[START RECORDS SHOWN]

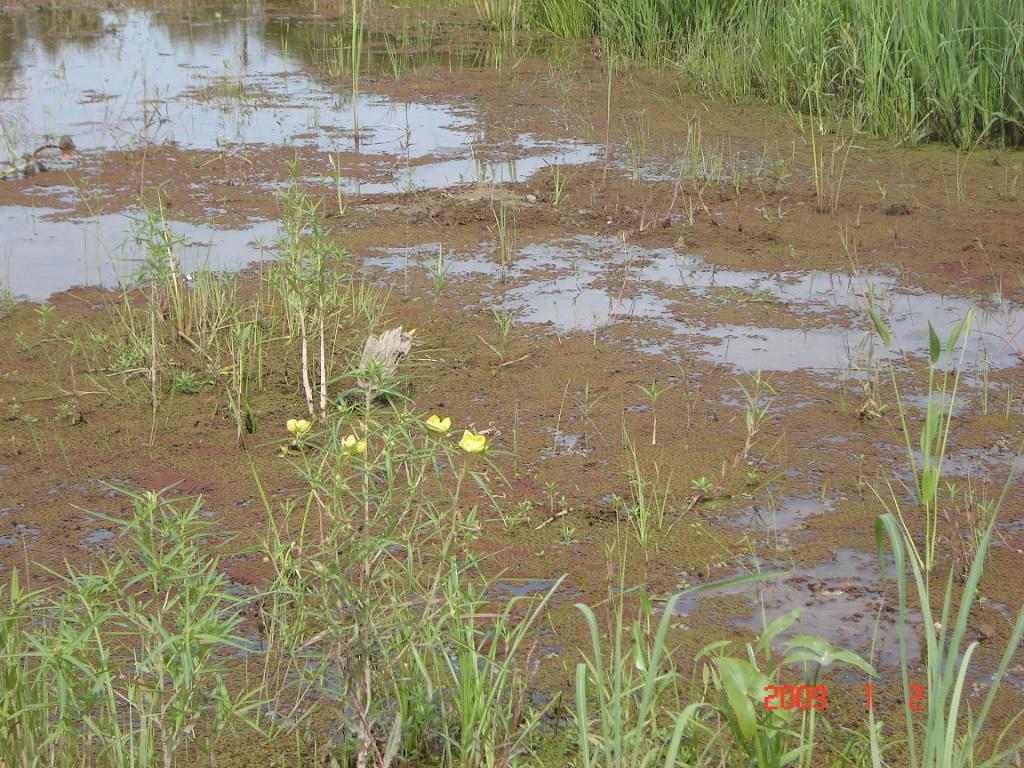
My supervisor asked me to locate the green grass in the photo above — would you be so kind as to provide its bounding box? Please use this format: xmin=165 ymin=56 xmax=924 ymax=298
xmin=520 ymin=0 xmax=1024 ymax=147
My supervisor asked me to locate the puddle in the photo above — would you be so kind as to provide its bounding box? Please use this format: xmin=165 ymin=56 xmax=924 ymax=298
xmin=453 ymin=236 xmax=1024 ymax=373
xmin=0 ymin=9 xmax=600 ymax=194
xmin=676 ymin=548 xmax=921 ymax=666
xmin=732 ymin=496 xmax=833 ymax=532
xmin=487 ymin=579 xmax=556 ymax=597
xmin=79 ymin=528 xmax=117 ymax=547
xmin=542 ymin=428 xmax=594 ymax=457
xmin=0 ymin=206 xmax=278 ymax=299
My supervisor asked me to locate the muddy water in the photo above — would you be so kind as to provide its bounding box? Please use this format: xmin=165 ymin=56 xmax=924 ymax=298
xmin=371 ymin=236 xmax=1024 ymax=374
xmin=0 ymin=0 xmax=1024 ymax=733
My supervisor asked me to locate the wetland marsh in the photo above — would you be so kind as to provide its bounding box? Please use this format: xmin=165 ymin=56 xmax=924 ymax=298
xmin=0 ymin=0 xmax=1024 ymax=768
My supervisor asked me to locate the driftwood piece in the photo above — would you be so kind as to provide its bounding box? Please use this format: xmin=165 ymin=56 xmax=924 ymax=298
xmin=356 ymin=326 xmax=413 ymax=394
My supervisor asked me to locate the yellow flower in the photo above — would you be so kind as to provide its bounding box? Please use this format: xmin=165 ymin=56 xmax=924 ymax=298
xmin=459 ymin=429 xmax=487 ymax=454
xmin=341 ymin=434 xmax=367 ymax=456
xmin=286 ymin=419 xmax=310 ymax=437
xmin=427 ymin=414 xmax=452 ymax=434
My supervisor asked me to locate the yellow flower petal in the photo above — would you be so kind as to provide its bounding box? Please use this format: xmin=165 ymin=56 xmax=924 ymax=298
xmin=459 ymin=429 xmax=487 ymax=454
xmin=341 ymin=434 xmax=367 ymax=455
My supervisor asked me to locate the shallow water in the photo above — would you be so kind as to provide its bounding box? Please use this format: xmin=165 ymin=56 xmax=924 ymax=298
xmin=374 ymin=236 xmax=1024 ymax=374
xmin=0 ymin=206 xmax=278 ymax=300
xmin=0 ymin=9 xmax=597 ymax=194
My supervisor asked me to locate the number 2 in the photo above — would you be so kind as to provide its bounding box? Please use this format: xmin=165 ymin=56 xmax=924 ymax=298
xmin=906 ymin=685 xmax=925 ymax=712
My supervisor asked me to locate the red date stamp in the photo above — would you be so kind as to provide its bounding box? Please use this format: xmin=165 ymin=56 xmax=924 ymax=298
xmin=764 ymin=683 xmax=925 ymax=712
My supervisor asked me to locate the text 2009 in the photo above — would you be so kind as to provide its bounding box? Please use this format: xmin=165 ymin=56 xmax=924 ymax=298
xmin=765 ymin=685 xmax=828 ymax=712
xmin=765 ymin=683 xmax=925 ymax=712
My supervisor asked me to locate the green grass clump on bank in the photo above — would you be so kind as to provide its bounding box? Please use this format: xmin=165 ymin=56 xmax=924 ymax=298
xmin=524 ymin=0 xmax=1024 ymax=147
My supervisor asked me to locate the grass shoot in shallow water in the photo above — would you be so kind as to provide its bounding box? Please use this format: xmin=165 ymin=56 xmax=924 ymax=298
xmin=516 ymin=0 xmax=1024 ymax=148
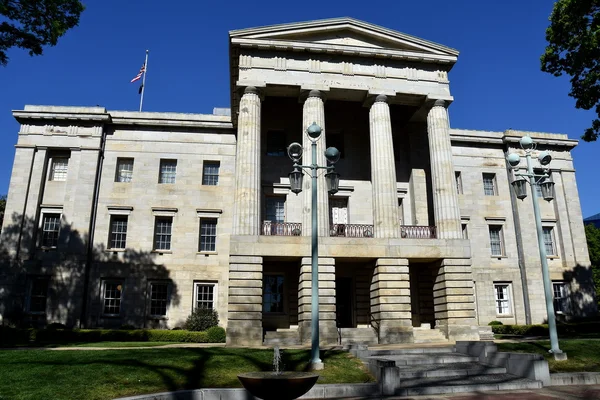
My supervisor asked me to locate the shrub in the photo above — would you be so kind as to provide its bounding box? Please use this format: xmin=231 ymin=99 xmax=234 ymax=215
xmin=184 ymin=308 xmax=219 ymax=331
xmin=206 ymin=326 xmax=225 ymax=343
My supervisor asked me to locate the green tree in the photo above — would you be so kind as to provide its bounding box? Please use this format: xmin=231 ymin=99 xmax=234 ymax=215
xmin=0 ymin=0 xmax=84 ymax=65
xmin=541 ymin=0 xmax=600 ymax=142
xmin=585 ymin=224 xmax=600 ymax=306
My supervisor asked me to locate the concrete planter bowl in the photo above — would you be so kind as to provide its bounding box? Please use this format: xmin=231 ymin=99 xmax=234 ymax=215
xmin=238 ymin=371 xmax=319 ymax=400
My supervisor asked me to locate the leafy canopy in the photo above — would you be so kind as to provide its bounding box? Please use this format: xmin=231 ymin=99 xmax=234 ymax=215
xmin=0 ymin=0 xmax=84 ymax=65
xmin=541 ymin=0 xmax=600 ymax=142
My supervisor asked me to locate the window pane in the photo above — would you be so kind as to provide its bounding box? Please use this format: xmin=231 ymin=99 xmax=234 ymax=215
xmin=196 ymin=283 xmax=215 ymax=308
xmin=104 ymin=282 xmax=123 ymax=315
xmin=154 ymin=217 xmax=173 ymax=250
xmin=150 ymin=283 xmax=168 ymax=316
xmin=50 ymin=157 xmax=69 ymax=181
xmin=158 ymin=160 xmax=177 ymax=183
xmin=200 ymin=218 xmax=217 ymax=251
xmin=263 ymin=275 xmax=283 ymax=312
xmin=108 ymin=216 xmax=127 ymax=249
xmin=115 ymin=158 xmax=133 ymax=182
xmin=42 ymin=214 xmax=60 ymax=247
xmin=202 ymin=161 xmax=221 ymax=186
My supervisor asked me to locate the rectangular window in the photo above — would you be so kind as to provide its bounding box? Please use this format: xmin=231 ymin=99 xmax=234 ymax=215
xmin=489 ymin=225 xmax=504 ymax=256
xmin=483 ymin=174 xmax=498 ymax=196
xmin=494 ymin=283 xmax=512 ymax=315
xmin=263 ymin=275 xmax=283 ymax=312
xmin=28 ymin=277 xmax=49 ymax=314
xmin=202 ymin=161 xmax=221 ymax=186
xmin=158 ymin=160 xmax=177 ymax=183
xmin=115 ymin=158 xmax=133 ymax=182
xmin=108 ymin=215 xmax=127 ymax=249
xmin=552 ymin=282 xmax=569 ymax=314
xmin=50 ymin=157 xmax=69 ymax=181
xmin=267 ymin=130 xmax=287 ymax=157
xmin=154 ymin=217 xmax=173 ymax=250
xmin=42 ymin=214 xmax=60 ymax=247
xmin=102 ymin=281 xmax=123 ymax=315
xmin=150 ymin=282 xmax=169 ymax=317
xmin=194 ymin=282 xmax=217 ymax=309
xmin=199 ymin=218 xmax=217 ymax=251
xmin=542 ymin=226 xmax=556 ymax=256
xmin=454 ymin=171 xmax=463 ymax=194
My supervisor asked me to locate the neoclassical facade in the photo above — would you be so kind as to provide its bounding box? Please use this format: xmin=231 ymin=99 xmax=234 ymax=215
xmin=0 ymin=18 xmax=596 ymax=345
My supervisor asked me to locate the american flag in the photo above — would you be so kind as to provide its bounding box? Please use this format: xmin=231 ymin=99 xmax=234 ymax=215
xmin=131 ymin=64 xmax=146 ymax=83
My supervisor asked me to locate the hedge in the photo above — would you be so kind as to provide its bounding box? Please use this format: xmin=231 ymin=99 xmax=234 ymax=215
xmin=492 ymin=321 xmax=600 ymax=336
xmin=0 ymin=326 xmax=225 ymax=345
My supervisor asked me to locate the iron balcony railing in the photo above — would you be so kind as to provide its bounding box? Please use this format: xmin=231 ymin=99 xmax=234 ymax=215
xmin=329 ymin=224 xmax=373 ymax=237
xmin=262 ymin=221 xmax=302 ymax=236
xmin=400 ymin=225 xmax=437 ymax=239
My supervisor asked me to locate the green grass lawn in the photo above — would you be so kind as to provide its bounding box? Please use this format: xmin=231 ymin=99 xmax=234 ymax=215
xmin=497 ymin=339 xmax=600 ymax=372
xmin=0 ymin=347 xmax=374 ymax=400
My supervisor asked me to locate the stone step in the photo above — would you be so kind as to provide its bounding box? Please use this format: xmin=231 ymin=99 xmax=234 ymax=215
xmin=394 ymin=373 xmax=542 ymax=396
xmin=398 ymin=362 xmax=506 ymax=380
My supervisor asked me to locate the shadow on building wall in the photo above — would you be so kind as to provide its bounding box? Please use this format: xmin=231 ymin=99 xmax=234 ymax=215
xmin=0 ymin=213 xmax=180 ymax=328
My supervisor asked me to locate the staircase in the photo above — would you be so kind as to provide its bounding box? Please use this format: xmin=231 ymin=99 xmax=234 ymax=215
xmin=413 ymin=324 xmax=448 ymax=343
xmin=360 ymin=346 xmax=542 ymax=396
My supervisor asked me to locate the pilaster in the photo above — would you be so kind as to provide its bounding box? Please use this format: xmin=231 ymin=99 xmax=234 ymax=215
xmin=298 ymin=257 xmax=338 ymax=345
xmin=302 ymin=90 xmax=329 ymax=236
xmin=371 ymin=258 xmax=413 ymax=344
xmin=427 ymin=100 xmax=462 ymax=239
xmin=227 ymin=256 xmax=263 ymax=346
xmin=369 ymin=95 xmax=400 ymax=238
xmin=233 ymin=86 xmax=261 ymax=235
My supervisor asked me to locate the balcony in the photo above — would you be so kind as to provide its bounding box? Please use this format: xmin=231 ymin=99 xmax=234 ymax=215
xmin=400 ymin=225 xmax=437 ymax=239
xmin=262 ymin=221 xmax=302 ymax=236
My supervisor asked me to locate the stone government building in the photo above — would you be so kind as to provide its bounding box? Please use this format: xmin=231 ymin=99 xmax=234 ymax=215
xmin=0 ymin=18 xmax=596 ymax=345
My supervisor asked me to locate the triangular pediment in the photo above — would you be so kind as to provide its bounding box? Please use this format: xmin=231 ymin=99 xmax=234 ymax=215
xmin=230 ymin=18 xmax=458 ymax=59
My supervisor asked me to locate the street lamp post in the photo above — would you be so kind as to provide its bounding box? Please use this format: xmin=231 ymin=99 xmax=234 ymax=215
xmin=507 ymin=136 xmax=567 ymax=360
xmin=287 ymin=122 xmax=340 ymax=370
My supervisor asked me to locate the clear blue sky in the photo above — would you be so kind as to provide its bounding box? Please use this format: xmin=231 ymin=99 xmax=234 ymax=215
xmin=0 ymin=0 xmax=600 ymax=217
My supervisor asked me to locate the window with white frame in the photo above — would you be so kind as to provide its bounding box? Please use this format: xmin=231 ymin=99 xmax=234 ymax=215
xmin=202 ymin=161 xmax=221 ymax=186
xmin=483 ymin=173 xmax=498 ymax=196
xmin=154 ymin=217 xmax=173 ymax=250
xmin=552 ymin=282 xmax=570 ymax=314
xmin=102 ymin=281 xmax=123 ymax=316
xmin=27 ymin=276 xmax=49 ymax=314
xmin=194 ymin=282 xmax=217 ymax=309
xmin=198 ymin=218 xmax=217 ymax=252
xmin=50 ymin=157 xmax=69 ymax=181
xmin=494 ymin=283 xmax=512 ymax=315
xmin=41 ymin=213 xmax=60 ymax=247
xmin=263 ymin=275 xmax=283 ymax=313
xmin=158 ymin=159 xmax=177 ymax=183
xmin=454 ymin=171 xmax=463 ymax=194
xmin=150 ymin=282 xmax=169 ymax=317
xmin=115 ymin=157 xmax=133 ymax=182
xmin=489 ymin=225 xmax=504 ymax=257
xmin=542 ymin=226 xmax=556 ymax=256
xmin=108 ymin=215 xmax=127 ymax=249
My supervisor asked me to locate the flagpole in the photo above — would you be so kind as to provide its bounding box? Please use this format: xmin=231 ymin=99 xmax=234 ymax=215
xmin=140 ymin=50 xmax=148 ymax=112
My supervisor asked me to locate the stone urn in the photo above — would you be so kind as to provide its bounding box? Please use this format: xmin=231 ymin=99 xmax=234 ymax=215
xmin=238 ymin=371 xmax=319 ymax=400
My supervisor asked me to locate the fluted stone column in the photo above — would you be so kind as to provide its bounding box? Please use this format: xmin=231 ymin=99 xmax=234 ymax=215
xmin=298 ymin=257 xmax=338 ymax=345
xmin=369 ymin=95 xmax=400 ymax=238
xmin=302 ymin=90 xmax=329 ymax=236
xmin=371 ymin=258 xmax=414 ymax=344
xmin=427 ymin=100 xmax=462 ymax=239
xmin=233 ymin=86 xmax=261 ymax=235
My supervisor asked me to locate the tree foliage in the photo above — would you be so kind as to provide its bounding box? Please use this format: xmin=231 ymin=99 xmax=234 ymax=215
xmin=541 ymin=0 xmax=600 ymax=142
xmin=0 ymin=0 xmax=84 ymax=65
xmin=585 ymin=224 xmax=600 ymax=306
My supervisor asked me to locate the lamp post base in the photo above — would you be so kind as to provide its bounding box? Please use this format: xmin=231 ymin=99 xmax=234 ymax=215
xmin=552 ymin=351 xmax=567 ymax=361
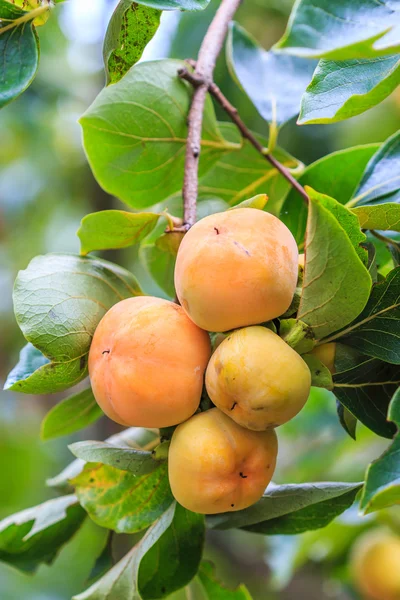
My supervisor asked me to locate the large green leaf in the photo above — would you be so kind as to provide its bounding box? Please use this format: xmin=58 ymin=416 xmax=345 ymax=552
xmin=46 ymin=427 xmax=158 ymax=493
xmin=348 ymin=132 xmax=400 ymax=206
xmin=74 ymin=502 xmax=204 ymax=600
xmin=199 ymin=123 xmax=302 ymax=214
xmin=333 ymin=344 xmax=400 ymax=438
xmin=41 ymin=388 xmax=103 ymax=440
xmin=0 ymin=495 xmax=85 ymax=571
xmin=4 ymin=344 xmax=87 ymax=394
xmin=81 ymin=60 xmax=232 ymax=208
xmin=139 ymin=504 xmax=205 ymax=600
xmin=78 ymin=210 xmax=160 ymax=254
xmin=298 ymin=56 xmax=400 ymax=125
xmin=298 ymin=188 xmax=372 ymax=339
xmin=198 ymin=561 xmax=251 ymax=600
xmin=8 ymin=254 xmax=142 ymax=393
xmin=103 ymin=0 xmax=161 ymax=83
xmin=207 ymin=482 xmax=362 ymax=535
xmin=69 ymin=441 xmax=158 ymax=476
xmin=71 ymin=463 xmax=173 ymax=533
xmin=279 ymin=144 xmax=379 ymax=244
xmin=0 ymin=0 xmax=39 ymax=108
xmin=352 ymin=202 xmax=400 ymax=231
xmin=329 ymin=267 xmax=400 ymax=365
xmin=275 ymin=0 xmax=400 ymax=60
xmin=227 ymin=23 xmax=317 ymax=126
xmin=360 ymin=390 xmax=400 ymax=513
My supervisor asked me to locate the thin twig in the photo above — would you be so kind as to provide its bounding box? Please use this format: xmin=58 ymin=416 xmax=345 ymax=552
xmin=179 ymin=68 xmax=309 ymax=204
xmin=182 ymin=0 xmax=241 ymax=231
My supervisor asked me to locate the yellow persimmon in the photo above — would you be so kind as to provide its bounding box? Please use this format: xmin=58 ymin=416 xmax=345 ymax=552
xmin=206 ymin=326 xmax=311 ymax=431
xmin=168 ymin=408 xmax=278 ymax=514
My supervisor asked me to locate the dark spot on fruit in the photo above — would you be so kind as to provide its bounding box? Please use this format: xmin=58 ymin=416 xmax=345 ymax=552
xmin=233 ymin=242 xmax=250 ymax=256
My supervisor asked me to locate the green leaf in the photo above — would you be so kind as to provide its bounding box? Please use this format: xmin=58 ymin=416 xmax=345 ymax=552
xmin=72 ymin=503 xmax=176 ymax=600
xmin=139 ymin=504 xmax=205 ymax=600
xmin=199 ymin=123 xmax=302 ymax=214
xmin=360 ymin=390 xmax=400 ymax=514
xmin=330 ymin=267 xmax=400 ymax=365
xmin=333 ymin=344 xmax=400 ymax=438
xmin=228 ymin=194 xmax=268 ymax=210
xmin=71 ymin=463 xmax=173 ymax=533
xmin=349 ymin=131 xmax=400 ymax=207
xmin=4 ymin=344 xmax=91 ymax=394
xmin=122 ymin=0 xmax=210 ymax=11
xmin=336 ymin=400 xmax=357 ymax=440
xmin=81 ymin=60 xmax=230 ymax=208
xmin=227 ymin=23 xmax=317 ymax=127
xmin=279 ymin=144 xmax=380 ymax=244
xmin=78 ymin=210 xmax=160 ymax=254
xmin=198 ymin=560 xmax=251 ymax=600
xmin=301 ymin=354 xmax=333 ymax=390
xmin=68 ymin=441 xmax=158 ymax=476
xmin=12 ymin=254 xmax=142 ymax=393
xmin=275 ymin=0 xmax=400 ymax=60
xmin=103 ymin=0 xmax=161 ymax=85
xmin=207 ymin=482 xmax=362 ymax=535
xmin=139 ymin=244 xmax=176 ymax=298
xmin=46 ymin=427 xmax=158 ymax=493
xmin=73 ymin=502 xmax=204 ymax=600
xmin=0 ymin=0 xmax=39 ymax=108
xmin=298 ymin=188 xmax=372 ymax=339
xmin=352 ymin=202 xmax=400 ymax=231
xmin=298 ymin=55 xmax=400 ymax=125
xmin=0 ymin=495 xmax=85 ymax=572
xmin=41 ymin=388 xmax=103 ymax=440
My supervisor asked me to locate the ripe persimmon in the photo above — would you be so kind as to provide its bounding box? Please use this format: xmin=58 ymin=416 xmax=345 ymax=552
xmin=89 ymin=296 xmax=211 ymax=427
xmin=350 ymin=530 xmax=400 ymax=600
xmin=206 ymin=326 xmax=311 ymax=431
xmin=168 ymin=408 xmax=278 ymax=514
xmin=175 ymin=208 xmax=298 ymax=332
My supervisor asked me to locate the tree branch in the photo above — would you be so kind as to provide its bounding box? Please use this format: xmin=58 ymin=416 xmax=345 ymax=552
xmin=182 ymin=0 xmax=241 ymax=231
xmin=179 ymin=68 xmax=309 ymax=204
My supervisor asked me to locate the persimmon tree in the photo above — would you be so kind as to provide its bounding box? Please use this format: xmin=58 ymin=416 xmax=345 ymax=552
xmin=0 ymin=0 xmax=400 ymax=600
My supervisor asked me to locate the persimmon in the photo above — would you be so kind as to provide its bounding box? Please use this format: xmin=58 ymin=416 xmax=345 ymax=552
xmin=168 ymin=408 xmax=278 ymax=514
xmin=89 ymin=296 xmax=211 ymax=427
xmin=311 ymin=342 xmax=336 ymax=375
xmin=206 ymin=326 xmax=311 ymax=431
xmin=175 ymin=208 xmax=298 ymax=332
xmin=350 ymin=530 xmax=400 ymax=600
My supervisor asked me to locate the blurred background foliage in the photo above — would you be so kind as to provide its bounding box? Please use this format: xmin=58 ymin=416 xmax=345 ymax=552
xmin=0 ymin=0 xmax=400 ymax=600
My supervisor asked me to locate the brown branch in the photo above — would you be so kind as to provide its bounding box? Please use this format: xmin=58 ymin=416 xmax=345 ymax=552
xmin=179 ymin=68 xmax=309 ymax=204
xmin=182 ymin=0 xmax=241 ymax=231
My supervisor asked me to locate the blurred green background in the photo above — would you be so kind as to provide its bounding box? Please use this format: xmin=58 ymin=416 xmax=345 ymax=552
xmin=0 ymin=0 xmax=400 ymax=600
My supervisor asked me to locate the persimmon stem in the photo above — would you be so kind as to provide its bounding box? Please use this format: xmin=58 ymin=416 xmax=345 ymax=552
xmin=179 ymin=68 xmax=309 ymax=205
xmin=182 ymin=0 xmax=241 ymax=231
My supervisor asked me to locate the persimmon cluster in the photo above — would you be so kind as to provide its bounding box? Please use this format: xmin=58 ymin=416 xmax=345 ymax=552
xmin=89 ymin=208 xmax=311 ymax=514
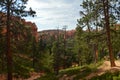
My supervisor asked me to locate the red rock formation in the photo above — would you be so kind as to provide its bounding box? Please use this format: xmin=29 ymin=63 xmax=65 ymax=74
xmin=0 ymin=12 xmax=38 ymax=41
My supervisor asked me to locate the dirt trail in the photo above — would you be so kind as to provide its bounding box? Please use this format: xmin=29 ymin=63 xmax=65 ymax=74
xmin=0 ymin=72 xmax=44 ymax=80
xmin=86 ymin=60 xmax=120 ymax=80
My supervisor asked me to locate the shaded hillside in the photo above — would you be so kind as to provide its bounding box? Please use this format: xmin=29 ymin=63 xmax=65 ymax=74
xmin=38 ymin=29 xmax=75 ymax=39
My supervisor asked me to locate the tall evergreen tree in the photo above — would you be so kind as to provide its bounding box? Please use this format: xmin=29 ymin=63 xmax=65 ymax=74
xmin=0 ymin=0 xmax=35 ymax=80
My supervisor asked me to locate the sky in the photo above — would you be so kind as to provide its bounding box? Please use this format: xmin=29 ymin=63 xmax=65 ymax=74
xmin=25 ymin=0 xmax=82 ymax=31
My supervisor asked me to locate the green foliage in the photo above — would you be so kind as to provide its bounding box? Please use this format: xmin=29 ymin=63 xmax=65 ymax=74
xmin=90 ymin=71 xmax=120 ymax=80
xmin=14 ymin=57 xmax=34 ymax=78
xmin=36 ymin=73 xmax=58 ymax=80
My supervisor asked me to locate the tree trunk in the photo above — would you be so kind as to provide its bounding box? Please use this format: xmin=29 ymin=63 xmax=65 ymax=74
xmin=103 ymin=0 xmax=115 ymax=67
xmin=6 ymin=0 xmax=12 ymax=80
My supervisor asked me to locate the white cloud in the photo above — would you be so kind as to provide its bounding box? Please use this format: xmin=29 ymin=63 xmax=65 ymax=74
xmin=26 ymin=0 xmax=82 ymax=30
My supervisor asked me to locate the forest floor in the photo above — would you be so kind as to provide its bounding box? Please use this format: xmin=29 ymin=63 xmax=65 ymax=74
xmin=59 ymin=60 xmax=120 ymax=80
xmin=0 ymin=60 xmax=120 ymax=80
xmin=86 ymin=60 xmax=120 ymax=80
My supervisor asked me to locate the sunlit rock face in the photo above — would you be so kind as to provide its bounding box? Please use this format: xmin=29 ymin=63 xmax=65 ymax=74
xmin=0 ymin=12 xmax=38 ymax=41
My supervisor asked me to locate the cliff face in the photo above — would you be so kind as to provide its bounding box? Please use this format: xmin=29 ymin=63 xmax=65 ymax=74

[END RECORDS SHOWN]

:: WORK TO BE COMPLETED ::
Rewrite the stretch from "My supervisor asked me to locate the dark" through "xmin=233 ymin=242 xmax=250 ymax=256", changing "supervisor" to "manager" and leaving everything else as it stands.

:: SOLUTION FOR THIS EXERCISE ::
My manager asked me to locate the dark spot on fruit in the photo above — would you be so kind as to provide its bounding box? Please use this format: xmin=58 ymin=416 xmax=345 ymax=552
xmin=233 ymin=242 xmax=250 ymax=256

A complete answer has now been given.